* 記述問題 A
引用文によると、紫式部の夫である藤原宣孝は何年に亡くなりましたか。

数日前に2024年の大河ドラマで紫式部が題材になるとyahooニュースになっていたので、今回は源氏物語の作者・紫式部について書いてみたいと思います。
謎多き女性・紫式部
源氏物語の内容は知っていても作者である紫式部はあまり知らないという人がほとんどだと思います。
実際にいつ生まれ、亡くなったのかもわかっていませんし、紫式部という名前が女房名という官職名なのは分かっていても本名は全く判明していません。
それもそのはず、紫式部はそれほど身分の高い人物ではなく、天皇の正室である藤原彰子の世話をするお役目を担った【女房】として宮廷で仕えていただけの人物です。数いる女房の中で彰子のお気に入りではあった様ですが、それでも身分の低い女房の記録が残されていることは、この時代あり得ませんでした。
どうして紫式部が有名なのかは『源氏物語』の筆者だからです。
紫式部の由来
式部とは、大学管理を行う部署で学識の高い人物が働いていた式部丞のお役所の名前から来たのではないかとされています。彼女の父・藤原為時が式部に努めておりそこから【式部】の名前が採用されたと考えられているのです。
【紫】については、紫式部の名字が『藤原』であること、源氏物語の重要人物に紫の上が登場するので「そこからきているのでは?」と言われています。藤色=紫ですからね。
父の影響が大きかった紫式部
紫式部の父・藤原為時は漢文などの学問に秀でており、花山天皇の頃は天皇に漢文を教え、読書係も務めていました。
藤原氏の中でも家柄の高い北家の出身で、エリートだった事がわかります。
しかし、986年に花山天皇は藤原兼家の陰謀により譲位させられ、学問係だった為時も一緒に失脚してしまいました。その後、約10年の無職状態が続いた藤原為時は紫式部を連れて越後国の受領となります。
当時、一流の貴族たちは平安京に住むのが当たり前だった頃、受領は中流貴族の仕事であり、越前の赴任は為時にとっては左遷してしまった事になります。
そんな中で紫式部は父から漢文を習得しました。当時の女性が漢文に堪能であることは珍しく、「女性らしくない」と言われることもしばしばあったようですが、このスキルが後の人生に大きな影響を与える事になります。
夫の死がキッカケで執筆活動をスタート
プライベートでは藤原宣孝と結婚します。父は硬派でお堅い人でしたが、対象的に夫は歌を詠み、オシャレな軟派な人でした。しかし、結婚生活は3年ほどしか続かず、1001年に藤原宣孝が他界してしまいます。

* 提供資料

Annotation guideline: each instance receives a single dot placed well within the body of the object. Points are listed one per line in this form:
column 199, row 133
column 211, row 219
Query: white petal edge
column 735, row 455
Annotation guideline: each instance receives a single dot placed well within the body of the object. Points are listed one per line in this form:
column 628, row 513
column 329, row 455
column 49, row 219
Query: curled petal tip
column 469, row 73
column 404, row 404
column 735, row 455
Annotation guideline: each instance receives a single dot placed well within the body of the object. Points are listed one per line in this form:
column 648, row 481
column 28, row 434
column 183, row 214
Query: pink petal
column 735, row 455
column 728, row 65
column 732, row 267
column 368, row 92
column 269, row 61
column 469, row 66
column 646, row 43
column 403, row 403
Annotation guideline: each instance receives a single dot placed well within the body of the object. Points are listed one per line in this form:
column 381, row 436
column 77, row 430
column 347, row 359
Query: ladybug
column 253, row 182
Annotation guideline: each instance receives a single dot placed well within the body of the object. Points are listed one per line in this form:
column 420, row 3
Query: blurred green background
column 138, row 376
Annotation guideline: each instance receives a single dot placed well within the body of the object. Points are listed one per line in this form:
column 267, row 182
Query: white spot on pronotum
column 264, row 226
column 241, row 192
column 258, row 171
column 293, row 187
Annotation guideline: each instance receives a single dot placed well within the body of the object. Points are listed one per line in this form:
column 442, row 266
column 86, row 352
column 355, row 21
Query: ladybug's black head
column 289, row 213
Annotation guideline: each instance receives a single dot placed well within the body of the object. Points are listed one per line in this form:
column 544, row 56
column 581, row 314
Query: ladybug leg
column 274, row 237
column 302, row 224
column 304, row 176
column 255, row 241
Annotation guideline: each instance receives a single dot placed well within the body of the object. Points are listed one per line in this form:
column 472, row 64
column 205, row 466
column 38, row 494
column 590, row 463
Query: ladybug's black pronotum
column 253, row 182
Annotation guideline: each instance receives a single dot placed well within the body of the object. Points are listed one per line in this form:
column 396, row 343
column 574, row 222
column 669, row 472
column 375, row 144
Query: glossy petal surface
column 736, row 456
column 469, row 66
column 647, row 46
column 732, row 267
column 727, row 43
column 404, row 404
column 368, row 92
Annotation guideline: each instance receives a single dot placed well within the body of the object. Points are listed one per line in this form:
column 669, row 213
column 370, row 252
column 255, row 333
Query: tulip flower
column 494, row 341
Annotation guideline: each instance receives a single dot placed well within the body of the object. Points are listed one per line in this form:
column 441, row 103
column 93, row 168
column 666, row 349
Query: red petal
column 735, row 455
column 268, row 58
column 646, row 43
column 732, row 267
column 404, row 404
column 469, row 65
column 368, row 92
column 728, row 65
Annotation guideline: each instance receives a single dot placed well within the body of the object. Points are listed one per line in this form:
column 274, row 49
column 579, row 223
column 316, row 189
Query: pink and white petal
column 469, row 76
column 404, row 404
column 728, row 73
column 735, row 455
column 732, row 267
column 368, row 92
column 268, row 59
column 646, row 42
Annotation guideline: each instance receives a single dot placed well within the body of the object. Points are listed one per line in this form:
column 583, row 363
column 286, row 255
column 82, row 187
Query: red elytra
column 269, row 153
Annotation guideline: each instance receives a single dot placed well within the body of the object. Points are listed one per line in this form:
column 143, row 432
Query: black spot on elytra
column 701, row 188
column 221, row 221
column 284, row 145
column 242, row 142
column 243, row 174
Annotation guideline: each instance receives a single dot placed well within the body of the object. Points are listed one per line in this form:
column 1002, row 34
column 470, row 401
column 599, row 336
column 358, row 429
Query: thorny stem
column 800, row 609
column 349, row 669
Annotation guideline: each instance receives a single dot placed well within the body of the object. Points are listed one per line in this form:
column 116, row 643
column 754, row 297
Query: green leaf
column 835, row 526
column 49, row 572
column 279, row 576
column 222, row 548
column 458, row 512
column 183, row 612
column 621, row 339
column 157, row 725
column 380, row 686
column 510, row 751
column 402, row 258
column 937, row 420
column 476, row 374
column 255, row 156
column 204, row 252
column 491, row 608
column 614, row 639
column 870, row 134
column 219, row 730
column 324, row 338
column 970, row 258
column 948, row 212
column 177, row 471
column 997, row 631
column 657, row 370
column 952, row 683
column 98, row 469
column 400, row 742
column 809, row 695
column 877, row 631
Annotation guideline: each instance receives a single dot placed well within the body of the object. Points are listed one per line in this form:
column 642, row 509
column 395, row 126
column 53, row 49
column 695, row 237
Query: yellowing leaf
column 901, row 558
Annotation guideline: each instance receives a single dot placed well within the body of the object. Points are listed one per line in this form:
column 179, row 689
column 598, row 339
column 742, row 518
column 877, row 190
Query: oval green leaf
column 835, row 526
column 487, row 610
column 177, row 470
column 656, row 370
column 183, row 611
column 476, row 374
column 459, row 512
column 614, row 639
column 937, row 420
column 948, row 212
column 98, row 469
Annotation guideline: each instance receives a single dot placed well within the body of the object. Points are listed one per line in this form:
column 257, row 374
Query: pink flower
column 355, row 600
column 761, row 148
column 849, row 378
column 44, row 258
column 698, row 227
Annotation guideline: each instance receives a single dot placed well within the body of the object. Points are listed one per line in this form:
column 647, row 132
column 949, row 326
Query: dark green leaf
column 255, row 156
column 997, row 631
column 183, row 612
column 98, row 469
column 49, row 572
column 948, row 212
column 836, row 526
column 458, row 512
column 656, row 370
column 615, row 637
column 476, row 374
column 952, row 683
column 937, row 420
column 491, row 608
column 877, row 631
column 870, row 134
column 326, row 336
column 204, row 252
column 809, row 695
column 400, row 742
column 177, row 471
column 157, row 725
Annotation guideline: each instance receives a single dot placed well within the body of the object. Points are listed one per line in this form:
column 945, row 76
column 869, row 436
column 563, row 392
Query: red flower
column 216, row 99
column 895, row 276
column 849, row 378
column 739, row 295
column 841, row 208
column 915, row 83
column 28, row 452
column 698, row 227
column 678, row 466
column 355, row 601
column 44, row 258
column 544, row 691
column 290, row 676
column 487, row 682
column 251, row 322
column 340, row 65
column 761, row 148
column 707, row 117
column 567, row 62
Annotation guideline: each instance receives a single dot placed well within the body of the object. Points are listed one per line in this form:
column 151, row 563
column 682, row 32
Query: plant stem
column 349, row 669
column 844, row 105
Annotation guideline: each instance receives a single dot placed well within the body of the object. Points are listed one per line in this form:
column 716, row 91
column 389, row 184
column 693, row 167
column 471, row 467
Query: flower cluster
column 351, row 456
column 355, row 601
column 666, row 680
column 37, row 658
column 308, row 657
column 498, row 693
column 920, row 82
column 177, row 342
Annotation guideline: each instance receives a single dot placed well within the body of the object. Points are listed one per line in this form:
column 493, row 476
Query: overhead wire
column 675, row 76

* 記述問題 B
レコードの冒頭の行から「column 293, row 187」を含む行まで、両端の行も含めてそのまま繰り返してください。

* 解答全文 A
1001年です。

* 解答全文 B
Annotation guideline: each instance receives a single dot placed well within the body of the object. Points are listed one per line in this form:
column 199, row 133
column 211, row 219
Query: white petal edge
column 735, row 455
Annotation guideline: each instance receives a single dot placed well within the body of the object. Points are listed one per line in this form:
column 628, row 513
column 329, row 455
column 49, row 219
Query: curled petal tip
column 469, row 73
column 404, row 404
column 735, row 455
Annotation guideline: each instance receives a single dot placed well within the body of the object. Points are listed one per line in this form:
column 648, row 481
column 28, row 434
column 183, row 214
Query: pink petal
column 735, row 455
column 728, row 65
column 732, row 267
column 368, row 92
column 269, row 61
column 469, row 66
column 646, row 43
column 403, row 403
Annotation guideline: each instance receives a single dot placed well within the body of the object. Points are listed one per line in this form:
column 381, row 436
column 77, row 430
column 347, row 359
Query: ladybug
column 253, row 182
Annotation guideline: each instance receives a single dot placed well within the body of the object. Points are listed one per line in this form:
column 420, row 3
Query: blurred green background
column 138, row 376
Annotation guideline: each instance receives a single dot placed well within the body of the object. Points are listed one per line in this form:
column 267, row 182
Query: white spot on pronotum
column 264, row 226
column 241, row 192
column 258, row 171
column 293, row 187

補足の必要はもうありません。